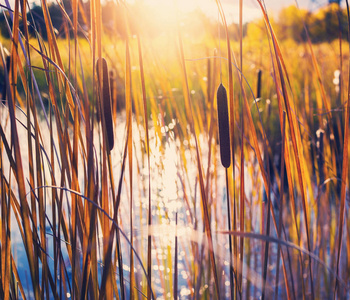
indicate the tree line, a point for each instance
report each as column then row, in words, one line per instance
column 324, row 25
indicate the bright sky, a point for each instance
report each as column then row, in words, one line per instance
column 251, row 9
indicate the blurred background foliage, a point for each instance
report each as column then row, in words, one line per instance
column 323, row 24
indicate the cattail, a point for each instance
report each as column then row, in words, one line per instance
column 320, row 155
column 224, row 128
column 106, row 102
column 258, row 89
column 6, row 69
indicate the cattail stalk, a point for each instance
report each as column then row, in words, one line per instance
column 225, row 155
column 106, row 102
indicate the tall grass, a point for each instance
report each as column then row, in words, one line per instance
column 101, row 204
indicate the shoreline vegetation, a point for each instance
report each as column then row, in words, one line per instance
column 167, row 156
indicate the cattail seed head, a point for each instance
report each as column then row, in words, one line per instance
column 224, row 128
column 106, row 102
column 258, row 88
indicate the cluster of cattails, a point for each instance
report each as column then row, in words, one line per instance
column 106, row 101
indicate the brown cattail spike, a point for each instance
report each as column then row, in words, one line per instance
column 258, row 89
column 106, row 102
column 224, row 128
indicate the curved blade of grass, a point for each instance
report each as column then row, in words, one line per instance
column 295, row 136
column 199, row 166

--

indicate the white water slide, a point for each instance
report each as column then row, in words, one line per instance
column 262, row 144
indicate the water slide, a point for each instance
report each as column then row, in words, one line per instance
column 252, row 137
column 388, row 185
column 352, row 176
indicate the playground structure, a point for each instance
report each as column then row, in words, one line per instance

--

Copy out word for word the stretch of rows above, from the line containing "indicate the curved" through the line containing "column 199, row 166", with both of those lines included.

→ Full solution:
indicate the curved blade of grass, a point for each instance
report each as column then row, in words, one line per instance
column 295, row 136
column 199, row 166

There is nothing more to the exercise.